◆ Aim of the exercise: Reproduce every line of the material below, but drop the pictures.

◆ Data supplied:
◇ ◇ ◇ ◇ ◇ ◇ ◇

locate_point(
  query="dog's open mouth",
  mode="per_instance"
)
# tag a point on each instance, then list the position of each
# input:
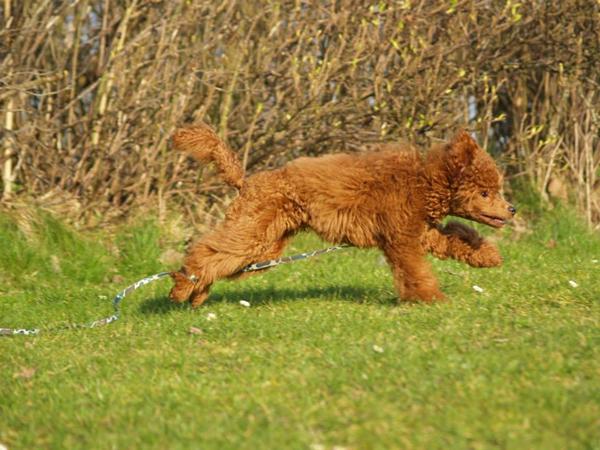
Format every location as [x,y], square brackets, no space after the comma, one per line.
[494,221]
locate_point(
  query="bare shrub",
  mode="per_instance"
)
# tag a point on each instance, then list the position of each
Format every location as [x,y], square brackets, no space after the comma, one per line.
[91,89]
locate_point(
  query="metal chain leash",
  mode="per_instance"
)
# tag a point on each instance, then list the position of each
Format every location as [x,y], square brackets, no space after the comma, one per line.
[116,302]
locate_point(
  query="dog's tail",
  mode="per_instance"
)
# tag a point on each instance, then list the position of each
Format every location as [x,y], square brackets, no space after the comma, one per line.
[201,142]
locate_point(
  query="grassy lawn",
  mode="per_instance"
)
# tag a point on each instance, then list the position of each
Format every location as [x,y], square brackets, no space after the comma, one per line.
[322,358]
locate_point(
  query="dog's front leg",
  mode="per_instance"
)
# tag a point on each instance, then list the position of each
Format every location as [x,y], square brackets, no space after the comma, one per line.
[413,277]
[463,243]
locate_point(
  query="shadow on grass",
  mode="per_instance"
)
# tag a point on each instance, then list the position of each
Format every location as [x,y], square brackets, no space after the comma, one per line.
[261,296]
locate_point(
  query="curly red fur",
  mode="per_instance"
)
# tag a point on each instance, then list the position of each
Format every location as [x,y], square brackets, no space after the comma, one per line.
[392,198]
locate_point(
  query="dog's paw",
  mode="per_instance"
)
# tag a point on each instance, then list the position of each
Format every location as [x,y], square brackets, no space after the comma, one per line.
[183,288]
[464,232]
[487,255]
[422,295]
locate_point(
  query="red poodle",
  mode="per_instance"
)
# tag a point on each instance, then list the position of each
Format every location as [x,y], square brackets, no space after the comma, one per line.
[392,198]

◇ ◇ ◇ ◇ ◇ ◇ ◇

◆ Result of the task:
locate_point(
  query="dog's open mouth",
  mode="per_instance"
)
# tag a point on each instance, then list the position of each
# input:
Format every location as [x,y], square brackets, no space after the comma, one per line.
[494,221]
locate_point(
  query="bare shrub",
  mode="per_instance"
)
# tag a point on each instance, then list the position of each
Format every location as [x,y], square brackets, no space after the comma, one per line.
[91,89]
locate_point(
  query="metal chain leash",
  mode="per_instance"
)
# tag a point on each instance, then list the position of each
Format every location as [x,y], square brackets, no space after the comma, one per line.
[116,302]
locate_point(
  query="dog's tail",
  mode="per_instance"
)
# tag a point on each instance, then list the position of each
Format every location as [x,y], square brackets, no space after the comma, one per line.
[201,142]
locate_point(
  query="grassy lawn",
  mode="per_instance"
)
# tag a point on each instance, then list the position of each
Format every location as [x,y], square brackets, no space after the comma, one per line.
[322,358]
locate_point(
  query="dog's front leg",
  mode="per_instance"
)
# tag a point on each instance, then list the position of each
Format every location as [x,y], square brackets, no space after the comma, one per line.
[413,277]
[463,243]
locate_point(
  query="shadow on grass",
  mode="per_instance"
)
# tag a point on each instance, then list the position of each
Format every location as [x,y], square brackets, no space after the comma, one per line.
[261,296]
locate_point(
  query="curly red fur",
  mode="per_instance"
)
# tag a point on each instance, then list the position of each
Format every location as [x,y], square brackets, no space after the comma, one per line.
[392,198]
locate_point(
  query="dog's paw",
  mode="per_instance"
)
# tag a point on each instance, then list the position of each
Format every location as [x,y], square brackets, no space after the comma, one per line.
[183,288]
[464,232]
[487,255]
[422,295]
locate_point(
  query="red poodle",
  mode="per_instance"
)
# tag a point on each instance, then list the position of each
Format every location as [x,y], square brackets, no space after the comma, one per line.
[392,198]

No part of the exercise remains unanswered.